## Document section
· · ·

When it comes down to it, BCG’s culture is its biggest draw says Lucy Brady, a senior partner who heads the firm’s North American recruiting. “We’re also distinguished by having an open and transparent culture that really is a meritocracy, with a high level of trust, respect, and partnership,” Brady told Poets&Quants in an exclusive interview. “And there’s something that just pervades our culture is humility and a desire to help people succeed. It’s not about our individual success. It’s about the power of the collective.”

According to Fortune’s survey, BCG employees agree with Brady’s assessment:

“The great thing about BCG is the camaraderie that exists between the employees. In an environment where your teammates, project managers and clients change every few weeks, it is amazing the way that everyone sticks together and truly acts as a team and upholds the feeling that we are all in it together.”

“There are many things unique and unusual that make BCG a great place to work. Our benefits are the best I have seen. The ways we contribute to the world in pro bono work is incredible. Our support for women and LGBT people is genuine and significant. One thing that really stands out for me is the way we focus on our client’s success and feel that this will lead to our success.”

The firm is also growing, with 1,149 jobs filled in 2014 – and another 1,000 positions still open. It is also a diverse employer, with 45 percent of its force comprised of women.


ACUITY, a Sheboygan, Wisconsin financial services firm, finished third, buoyed by high marks (particularly on atmosphere where 98 percent of the 917 employees surveyed gave it high scores). That may explain the longevity of its employees, with nearly two-thirds having worked there for six years or more. They also offer free lunches on a regular basis, including a regular “Lunch with an Officer” program, where executives frequently dine with employees at all levels to ask questions and share the latest developments. Even more, the program maintains a down-home culture where employees work hard – and play even harder according to respondents:

“The corporate culture and climate at ACUITY is not only unlike any other insurance company, but unlike any other business I’ve been involved with. Doing things like toga and beer stein parties, snowman-building contests, mechanical bull riding, roller skate parties and Ferris wheel rides, all of which were done in the building or on the grounds, truly makes ACUITY unique.”

· · ·

## Tasks to complete
- 1) Condense the paragraph of the passage on BCG and ACUITY that begins "ACUITY, a Sheboygan, Wisconsin financial services firm" into a short bulleted list of its main facts.
- 2) From the passage on BCG and ACUITY, echo word for word the part that opens with the words containing "The firm is" and closes with "comprised of women.".

· · ·

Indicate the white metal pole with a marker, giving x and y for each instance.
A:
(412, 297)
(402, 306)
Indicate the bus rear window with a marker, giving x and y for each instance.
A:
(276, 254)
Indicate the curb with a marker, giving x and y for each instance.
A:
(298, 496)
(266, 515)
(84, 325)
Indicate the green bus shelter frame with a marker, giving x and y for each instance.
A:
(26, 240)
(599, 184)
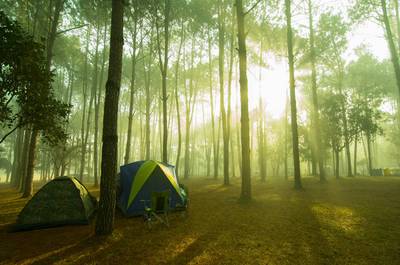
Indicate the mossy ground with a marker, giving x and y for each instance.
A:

· · ·

## Your responses
- 1)
- ACUITY, a financial services firm in Sheboygan, Wisconsin, finished third.
- It earned high marks, especially on atmosphere, where 98 percent of the 917 employees surveyed gave it high scores.
- Nearly two-thirds of its employees have worked there for six years or more.
- It regularly offers free lunches, including a "Lunch with an Officer" program where executives dine with employees at all levels to take questions and share the latest developments.
- Respondents describe a down-home culture where employees work hard and play even harder.

- 2)
The firm is also growing, with 1,149 jobs filled in 2014 – and another 1,000 positions still open. It is also a diverse employer, with 45 percent of its force comprised of women.